### [WHAT TO DO]
(a) In the RIO Journal announcement, what does RIO turn its permanent article collections into?
(b) In the RIO Journal announcement, swap "research cycle" for "research lifecycle" and write out the passage from "RIO shifts gears" to "conclusions and reports.".
(c) Extend the RIO Journal announcement past its final sentence.

### [SOURCE TEXT]
.....
RIO shifts gears to serve as project-driven knowledge hub

  • Pensoft Editorial Team
  • Tagged , , , , , , , , , ,
  • March 18, 2021
  • Research Ideas and Outcomes (RIO Journal) upgrades its unique concept to appeal to scientific projects, conference organisers and research institutions

    Over the last few years, we’ve been increasingly observing how major funders of research around the world, including the likes of the European Commission, Wellcome, U.S. National Institutes of Health (NIH), Deutsche Forschungsgemeinschaft (DFG) and the Japan Society for the Promotion of Science (JSPS) recognise the research cycle as a continuum, rather than scattered standalone conclusions and reports. 

    Hence, as a forward-looking, open science-driven journal Research Ideas and Outcomes (RIO) took it as its own responsibility to encourage scientific project teams, conference organisers and research institutions to bring together unconventional research outputs (e.g. grant proposals, data management plans, project deliverables, policy briefs, conference materials) as well as traditional (e.g. research or review papers, monographs, etc.), including such published elsewhere. To do so, RIO now provides the platform ready to be used as a research knowledge hub, where published outcomes are preserved permanently and easier to share, disseminate, reference and reuse.

    Hence, RIO stepped up its game by turning permanent article collections into a one-stop source of diverse research items, where project coordinators, conference organisers or research institutions can not only publish early, interim and conclusive research items as they emerge within a research project, a series of events or the continuous scientific efforts at their lab, but also link relevant publications (i.e. preprints, articles or other documents, published elsewhere) available elsewhere through their metadata. As a result, they will receive a one-stop source under their own branding for every piece of scientific contribution ready to present to funding bodies or prospective collaborators and future research teams.

    A permanent topical collection in RIO Journal may include a diverse range of both traditional and unconventional research outputs, as well as links to publications from outside the journal (see What can I publish on the journal’s website).
.....
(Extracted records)

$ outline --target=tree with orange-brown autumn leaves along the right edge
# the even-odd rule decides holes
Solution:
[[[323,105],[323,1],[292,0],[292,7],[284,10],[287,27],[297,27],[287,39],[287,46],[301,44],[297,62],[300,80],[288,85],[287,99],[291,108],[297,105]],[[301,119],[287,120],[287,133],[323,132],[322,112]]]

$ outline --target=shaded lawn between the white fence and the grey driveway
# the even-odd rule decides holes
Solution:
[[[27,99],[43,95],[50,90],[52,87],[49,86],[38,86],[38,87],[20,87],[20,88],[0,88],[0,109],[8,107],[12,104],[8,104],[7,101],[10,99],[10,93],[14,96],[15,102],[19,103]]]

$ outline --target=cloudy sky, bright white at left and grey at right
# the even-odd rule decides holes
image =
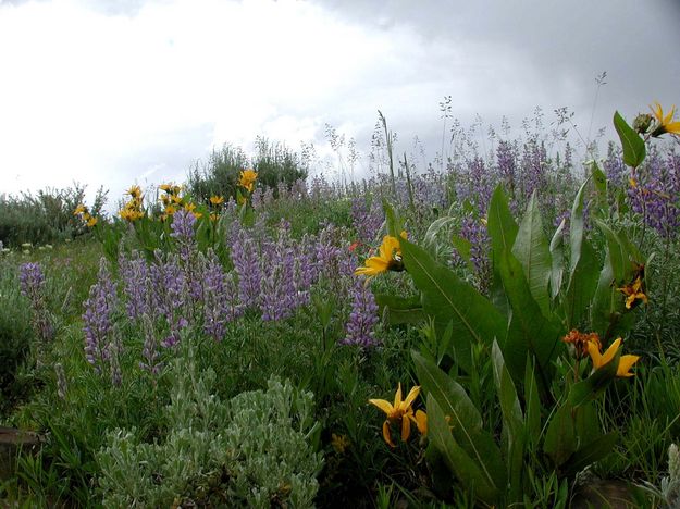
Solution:
[[[678,27],[676,0],[0,0],[0,194],[115,199],[258,135],[333,161],[327,124],[361,176],[378,110],[424,165],[448,96],[480,140],[562,107],[583,138],[611,137],[615,110],[680,104]]]

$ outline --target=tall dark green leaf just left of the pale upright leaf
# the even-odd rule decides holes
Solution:
[[[506,344],[505,360],[515,380],[524,374],[527,353],[536,358],[543,388],[547,388],[553,372],[552,360],[558,352],[561,327],[555,319],[546,319],[529,289],[520,262],[511,252],[516,231],[510,210],[500,188],[494,191],[489,206],[489,234],[492,238],[494,268],[500,275],[505,295],[512,309]],[[509,228],[509,233],[506,232]]]

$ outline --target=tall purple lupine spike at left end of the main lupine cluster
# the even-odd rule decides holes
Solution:
[[[97,373],[102,373],[109,362],[113,315],[118,305],[115,283],[102,257],[99,262],[97,283],[89,289],[84,302],[83,331],[85,332],[85,357]]]

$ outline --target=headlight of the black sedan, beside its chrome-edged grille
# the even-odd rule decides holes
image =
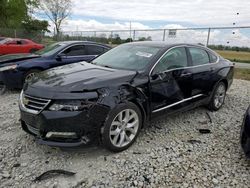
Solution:
[[[71,101],[56,101],[49,107],[51,111],[82,111],[89,109],[93,103],[81,101],[81,100],[71,100]]]

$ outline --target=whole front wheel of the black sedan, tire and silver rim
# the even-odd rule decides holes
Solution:
[[[140,109],[133,103],[118,105],[109,114],[102,131],[102,143],[113,152],[129,148],[142,127]]]

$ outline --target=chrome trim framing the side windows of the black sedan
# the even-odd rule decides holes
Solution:
[[[169,48],[169,49],[168,49],[168,50],[167,50],[167,51],[157,60],[157,62],[154,64],[154,66],[150,69],[149,76],[152,75],[152,72],[153,72],[155,66],[160,62],[160,60],[161,60],[170,50],[175,49],[175,48],[181,48],[181,47],[184,47],[184,48],[189,48],[189,47],[192,47],[192,48],[200,48],[200,49],[205,50],[205,51],[208,51],[208,50],[209,50],[209,51],[213,52],[213,51],[210,50],[210,49],[207,50],[206,48],[199,47],[199,46],[179,45],[179,46],[171,47],[171,48]],[[214,63],[206,63],[206,64],[203,64],[203,65],[195,65],[195,66],[189,66],[189,67],[181,67],[181,68],[169,69],[169,70],[166,70],[166,71],[164,71],[164,72],[162,72],[162,73],[167,73],[167,72],[170,72],[170,71],[173,71],[173,70],[190,69],[190,68],[202,67],[202,66],[207,66],[207,65],[214,65],[214,64],[219,63],[219,60],[220,60],[220,59],[219,59],[218,55],[215,54],[215,53],[213,53],[213,54],[216,55],[216,57],[217,57],[217,61],[214,62]],[[209,54],[208,54],[208,56],[209,56]]]

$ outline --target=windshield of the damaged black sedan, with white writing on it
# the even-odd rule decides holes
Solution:
[[[152,46],[125,44],[106,52],[92,63],[116,69],[142,70],[159,50]]]

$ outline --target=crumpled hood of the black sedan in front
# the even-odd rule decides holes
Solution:
[[[31,90],[43,90],[43,93],[93,91],[130,82],[135,75],[136,71],[111,69],[87,62],[74,63],[42,72],[28,84],[26,93],[32,95]]]

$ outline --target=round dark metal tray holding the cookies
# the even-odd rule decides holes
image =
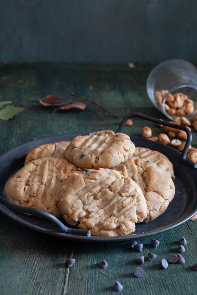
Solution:
[[[3,195],[3,189],[6,181],[24,165],[25,155],[29,150],[38,145],[72,140],[78,133],[56,135],[42,138],[20,145],[0,156],[0,193]],[[120,237],[83,237],[59,232],[53,223],[34,216],[17,213],[9,210],[0,204],[0,212],[10,219],[18,222],[33,230],[43,232],[56,237],[62,237],[69,240],[78,240],[84,242],[121,242],[129,239],[137,239],[149,235],[154,235],[165,230],[176,227],[190,219],[197,213],[197,170],[193,167],[184,165],[181,160],[181,153],[170,146],[159,142],[153,142],[141,137],[131,136],[131,140],[136,146],[157,150],[166,155],[174,165],[175,170],[175,197],[168,206],[164,214],[152,222],[136,224],[136,231],[131,235]],[[63,222],[63,220],[62,220]]]

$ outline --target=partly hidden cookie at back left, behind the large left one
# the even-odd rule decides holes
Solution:
[[[64,152],[69,144],[70,141],[60,141],[39,145],[27,153],[25,165],[30,163],[32,160],[44,157],[64,158]]]

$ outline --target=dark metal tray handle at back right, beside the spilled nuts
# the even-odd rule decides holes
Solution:
[[[128,119],[130,119],[130,118],[133,118],[133,117],[138,117],[138,118],[144,119],[146,121],[150,121],[150,122],[157,123],[157,124],[162,124],[162,125],[165,125],[165,126],[168,126],[168,127],[172,127],[172,128],[175,128],[175,129],[185,131],[187,133],[187,140],[186,140],[183,152],[182,152],[182,160],[183,160],[183,163],[185,163],[186,165],[197,168],[197,163],[194,163],[192,160],[187,158],[189,145],[190,145],[191,140],[192,140],[191,131],[187,127],[177,125],[177,124],[174,124],[174,123],[169,123],[169,122],[166,122],[166,121],[161,121],[159,119],[156,119],[156,118],[153,118],[153,117],[141,114],[141,113],[131,113],[131,114],[128,114],[126,117],[123,118],[121,124],[118,127],[118,130],[116,131],[116,133],[121,132],[123,127],[125,126],[126,121]]]

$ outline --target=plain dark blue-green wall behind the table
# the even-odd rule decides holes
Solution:
[[[0,60],[197,61],[196,0],[0,0]]]

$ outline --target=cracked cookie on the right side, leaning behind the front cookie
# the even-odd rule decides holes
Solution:
[[[113,169],[131,177],[141,187],[148,207],[144,222],[152,221],[164,213],[174,198],[172,178],[155,163],[140,158],[128,159]]]

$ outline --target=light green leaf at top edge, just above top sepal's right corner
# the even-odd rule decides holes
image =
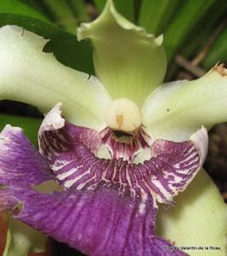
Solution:
[[[144,0],[139,14],[139,26],[145,27],[147,32],[157,34],[173,15],[179,0]]]

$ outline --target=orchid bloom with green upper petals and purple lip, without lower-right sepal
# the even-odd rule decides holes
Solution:
[[[1,99],[45,114],[39,151],[18,127],[0,134],[0,205],[88,255],[185,255],[156,236],[156,214],[161,204],[177,207],[173,197],[205,160],[207,129],[226,120],[227,71],[162,84],[162,36],[125,20],[111,1],[77,38],[91,39],[98,79],[44,53],[46,39],[0,28]],[[49,180],[60,191],[37,189]]]

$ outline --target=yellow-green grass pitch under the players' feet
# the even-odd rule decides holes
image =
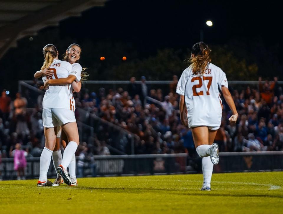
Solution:
[[[53,179],[52,179],[53,181]],[[282,213],[283,172],[80,178],[78,187],[0,181],[0,213]]]

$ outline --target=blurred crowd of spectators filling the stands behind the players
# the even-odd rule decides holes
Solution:
[[[259,79],[261,81],[261,79]],[[179,95],[175,93],[178,77],[166,89],[147,84],[146,78],[116,90],[100,88],[89,92],[86,86],[75,93],[78,121],[96,115],[116,127],[133,133],[135,154],[189,153],[195,155],[191,130],[184,127],[179,117]],[[34,86],[39,84],[34,81]],[[242,88],[242,89],[241,89]],[[231,111],[223,100],[223,119],[215,138],[220,151],[281,151],[283,143],[283,94],[274,81],[254,86],[230,86],[239,116],[236,124],[229,124]],[[166,93],[166,94],[165,94]],[[17,143],[27,157],[39,157],[45,138],[42,126],[42,97],[35,92],[16,94],[13,101],[4,90],[0,97],[0,151],[11,157]],[[149,97],[149,98],[148,98]],[[83,109],[84,115],[78,112]],[[89,117],[89,116],[88,116]],[[100,155],[110,154],[108,145],[131,153],[131,139],[127,134],[109,131],[107,124],[99,125],[91,142],[81,143],[77,151]],[[115,128],[114,128],[115,129]],[[127,133],[127,132],[125,132]],[[115,136],[116,138],[115,138]],[[112,153],[112,151],[111,151]]]

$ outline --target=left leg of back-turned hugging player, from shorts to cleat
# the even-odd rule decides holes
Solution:
[[[52,117],[51,109],[44,109],[42,112],[42,122],[44,126],[45,147],[40,156],[40,175],[37,186],[52,186],[52,182],[47,180],[47,171],[50,165],[52,152],[56,143],[57,129],[54,125],[57,121]]]

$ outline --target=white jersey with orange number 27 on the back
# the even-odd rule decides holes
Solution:
[[[191,67],[183,71],[176,92],[185,97],[189,127],[220,126],[222,100],[219,89],[222,86],[228,88],[226,74],[212,63],[203,76],[194,75]]]

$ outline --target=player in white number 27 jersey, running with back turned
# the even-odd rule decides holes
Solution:
[[[218,164],[218,144],[213,143],[221,124],[222,101],[220,90],[236,122],[238,113],[228,90],[226,74],[210,63],[210,48],[203,42],[192,46],[190,66],[186,68],[177,84],[180,94],[180,117],[185,126],[192,129],[196,151],[202,158],[203,187],[210,191],[213,164]]]

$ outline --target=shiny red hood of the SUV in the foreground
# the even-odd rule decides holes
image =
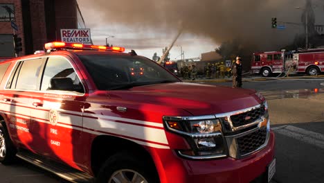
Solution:
[[[219,114],[242,110],[262,101],[251,89],[173,82],[109,91],[111,99],[150,103],[183,109],[192,115]]]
.....
### [ANSWER LIST]
(a) A one-stop source of diverse research items.

(b)
RIO shifts gears to serve as project-driven knowledge hub

  • Pensoft Editorial Team
  • Tagged , , , , , , , , , ,
  • March 18, 2021
  • Research Ideas and Outcomes (RIO Journal) upgrades its unique concept to appeal to scientific projects, conference organisers and research institutions

    Over the last few years, we’ve been increasingly observing how major funders of research around the world, including the likes of the European Commission, Wellcome, U.S. National Institutes of Health (NIH), Deutsche Forschungsgemeinschaft (DFG) and the Japan Society for the Promotion of Science (JSPS) recognise the research lifecycle as a continuum, rather than scattered standalone conclusions and reports.

(c)
    Apart from bringing contextually linked research outcomes together, thus prompting findability, readership and citability en masse, RIO’s approach to collections ensures further accessibility by not only having RIO-published articles available in traditional PDF, semantically enriched HTML and minable XML format. The open-science journal has now made it possible for users to add to their collections preprints from ARPHA Preprints, as well as author-formatted PDFs (e.g. project deliverables, reports, policy briefs, etc.) and linked metadata to documents published elsewhere. Thanks to the integration of the journal with the general-purpose open-access repository Zenodo, all items in a collection are archived, and additionally indexed, disseminated and cited.

    By focusing on article and preprint collections coming out from a research project, institution or conference, RIO provides a quite specific and unique combination of benefits to all actors of the research process: scientists, project coordinators, funders and institutions: 

    1. Project, institution or conference branding and promotion.
    2. One-stop point for outputs of a research project, institution or conference.
    3. Free publication of author-formatted project outputs (i.e. grant proposals, deliverables, reports, policy briefs, conference materials and others).
    4. Inclusivity through adding articles, preprints and other documents published elsewhere as easy as entering the DOI number of the document.
    5. Credit and recognition for the Collection and Guest editors, who take care to organise and manage the article collection.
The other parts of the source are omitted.